Text section:
§
For the past 12 months, Ford Motor Co. has been on a campaign to lift its credit rating out of "junk" territory and get back to investment grade. Judging by the way bond investors view the company, it's just about there.

The interest rate Ford is paying bondholders is half what it was last year, a sign that investors regard the car maker as stronger financially. And a type of insurance investors can buy on Ford debt costs less than it does for most other companies with similar subpar ratings.

That is a boon to the company since it means Ford is paying less on its borrowings and can put the money to other uses. Ford's high level of debt and debt payments has been a concern for investors for years.

"Investors in general think we're closer to investment grade, or credit us better than where the rating agencies see us," Ford Treasurer Neil Schloss said in an interview.

Ford's improved lending conditions come as the company could be on the cusp of reporting a record-breaking quarter Tuesday. Analysts expect it to report a profit of $1.37 billion, or 38 cents a share, for the third quarter, based on a Thomson Reuters survey. The analysts estimate revenue at $29.09 billion.



In the year's first half, the company reported earnings of $4.6 billion. That profit alone would make this year the best Ford has had since 1999, when it earned $7.2 billion.

Ford first lost its investment grade rating in May 2005, but recently the company has been on an upswing.

Earlier this month, Moody's Investors Service upgraded Ford's rating by two levels. Standard & Poor's Rating Services has put the company on a positive outlook, implying it could raise its rating, but still gave the post-bankrupt General Motors Co. a higher rating than Ford in part because of GM's lower debt and more cash on hand.

Investors, however, look at Ford favorably. Consider its credit-default swaps, a type of insurance on Ford's debt.

At the beginning of the year, it cost $350,000 per year for five years to insure $10 million of Ford Credit's debt, according to J.P. Morgan Chase. In September, that cost fell to $280,000 and it is now quoted at $254,000, the lowest point in five years and approaching the levels of investment-grade corporations.

"While there are certainly challenges to be addressed before Ford can regain investment-grade status, the momentum is largely positive," Kathleen Shanley, a senior analyst at Gimme Credit, said by e-mail. A lower cost of credit-default swaps "tends to anticipate formal rating-agency upgrades."

Ford's ability to make money even as the car market has been sputtering has "been the most impressive thing about Ford," said Stephen Brown, a senior director at Fitch Inc., another credit-rating company.

Ford's sales have been outpacing the industry's recovery. And it has lowered costs drastically, in part by almost halving its work force since 2005.

In another sign of Ford's improved standing, the company is the top issuer of consumer loan-backed bonds so far this year, according to Royal Bank of Scotland.

Investors' renewed appetite for Ford has helped it reduce its funding costs. In August 2009, Ford Credit issued debt at a 13% yield. Last month, it sold $1 billion of five-year notes at 5.75%, according to company officials.
§
Extracted information:
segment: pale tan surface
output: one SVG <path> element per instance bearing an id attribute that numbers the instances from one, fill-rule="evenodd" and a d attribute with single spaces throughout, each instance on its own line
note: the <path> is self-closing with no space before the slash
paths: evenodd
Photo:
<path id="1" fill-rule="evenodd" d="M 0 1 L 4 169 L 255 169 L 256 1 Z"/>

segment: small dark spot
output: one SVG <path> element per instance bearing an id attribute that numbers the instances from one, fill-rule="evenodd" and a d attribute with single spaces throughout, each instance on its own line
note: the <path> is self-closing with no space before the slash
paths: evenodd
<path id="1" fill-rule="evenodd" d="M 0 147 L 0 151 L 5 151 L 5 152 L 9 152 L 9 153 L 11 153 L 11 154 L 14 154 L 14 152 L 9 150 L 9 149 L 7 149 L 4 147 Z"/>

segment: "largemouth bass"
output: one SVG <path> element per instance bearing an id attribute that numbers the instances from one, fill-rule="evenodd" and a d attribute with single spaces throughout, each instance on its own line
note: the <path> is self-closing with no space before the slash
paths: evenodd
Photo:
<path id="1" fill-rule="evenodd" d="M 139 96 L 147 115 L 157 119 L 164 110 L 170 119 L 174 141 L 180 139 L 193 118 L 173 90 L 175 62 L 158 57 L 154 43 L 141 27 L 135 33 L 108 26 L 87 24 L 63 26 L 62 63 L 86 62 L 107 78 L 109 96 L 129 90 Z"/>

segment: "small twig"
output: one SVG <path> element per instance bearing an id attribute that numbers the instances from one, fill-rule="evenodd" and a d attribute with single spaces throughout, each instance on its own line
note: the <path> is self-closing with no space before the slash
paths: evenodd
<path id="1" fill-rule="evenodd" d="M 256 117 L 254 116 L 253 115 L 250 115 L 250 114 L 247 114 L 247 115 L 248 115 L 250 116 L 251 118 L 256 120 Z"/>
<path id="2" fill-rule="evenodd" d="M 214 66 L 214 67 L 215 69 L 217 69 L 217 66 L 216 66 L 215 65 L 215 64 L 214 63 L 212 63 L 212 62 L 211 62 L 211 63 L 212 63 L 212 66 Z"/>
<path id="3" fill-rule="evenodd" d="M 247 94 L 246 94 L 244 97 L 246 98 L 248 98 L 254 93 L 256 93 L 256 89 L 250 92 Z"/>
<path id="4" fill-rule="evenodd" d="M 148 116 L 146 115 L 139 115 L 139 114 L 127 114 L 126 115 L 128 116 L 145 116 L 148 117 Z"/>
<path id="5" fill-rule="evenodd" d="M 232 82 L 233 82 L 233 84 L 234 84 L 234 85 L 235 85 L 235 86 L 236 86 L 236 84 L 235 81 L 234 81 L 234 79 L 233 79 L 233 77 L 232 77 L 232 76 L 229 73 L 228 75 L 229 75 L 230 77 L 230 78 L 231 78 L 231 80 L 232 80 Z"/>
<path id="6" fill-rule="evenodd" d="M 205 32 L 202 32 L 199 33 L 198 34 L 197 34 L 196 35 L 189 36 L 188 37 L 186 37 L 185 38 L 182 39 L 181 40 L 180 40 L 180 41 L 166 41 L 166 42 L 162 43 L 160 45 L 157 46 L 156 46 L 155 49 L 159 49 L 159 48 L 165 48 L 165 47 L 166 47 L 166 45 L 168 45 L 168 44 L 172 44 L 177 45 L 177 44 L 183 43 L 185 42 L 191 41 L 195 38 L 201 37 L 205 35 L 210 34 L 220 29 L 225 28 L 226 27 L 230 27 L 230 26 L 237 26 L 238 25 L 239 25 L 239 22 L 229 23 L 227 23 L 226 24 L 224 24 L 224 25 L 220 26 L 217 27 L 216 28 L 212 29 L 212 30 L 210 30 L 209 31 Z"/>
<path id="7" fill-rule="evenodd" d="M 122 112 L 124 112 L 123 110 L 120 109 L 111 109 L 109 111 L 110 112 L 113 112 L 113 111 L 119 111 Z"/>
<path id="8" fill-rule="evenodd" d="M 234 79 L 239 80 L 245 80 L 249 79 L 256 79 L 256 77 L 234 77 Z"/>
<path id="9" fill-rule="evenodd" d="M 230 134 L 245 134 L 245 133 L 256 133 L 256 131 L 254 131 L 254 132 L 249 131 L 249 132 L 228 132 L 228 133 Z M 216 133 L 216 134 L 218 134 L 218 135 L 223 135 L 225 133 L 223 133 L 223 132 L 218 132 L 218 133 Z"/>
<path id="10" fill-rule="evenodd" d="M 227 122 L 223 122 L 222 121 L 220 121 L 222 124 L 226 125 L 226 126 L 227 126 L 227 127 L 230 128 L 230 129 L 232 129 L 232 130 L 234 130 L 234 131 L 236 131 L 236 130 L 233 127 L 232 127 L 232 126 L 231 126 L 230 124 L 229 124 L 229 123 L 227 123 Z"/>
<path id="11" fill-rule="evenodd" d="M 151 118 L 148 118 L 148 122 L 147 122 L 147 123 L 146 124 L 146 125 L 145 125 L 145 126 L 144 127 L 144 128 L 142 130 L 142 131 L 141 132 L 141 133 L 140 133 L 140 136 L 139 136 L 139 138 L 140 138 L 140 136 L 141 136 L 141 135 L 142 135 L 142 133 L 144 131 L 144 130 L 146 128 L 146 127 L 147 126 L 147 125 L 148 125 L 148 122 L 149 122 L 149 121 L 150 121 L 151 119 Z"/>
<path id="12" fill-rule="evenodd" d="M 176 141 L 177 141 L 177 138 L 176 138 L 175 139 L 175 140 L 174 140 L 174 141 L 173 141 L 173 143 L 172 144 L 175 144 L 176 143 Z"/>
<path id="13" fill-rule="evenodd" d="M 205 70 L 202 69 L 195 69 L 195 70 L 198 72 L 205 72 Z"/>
§
Exercises:
(1) Condense the paragraph of the Ford article that begins "At the beginning of the year" into a short bulleted list that keeps its key figures.
(2) Print, word for word, the passage of the Ford article from "Ford's ability to" to "force since 2005.".

Answer list:
(1)
- Start of the year: insuring $10 million of Ford Credit's debt cost $350,000 per year for five years, according to J.P. Morgan Chase.
- September: the cost fell to $280,000.
- Now: it is quoted at $254,000. That is the lowest point in five years and is approaching the levels of investment-grade corporations.

(2)
Ford's ability to make money even as the car market has been sputtering has "been the most impressive thing about Ford," said Stephen Brown, a senior director at Fitch Inc., another credit-rating company.

Ford's sales have been outpacing the industry's recovery. And it has lowered costs drastically, in part by almost halving its work force since 2005.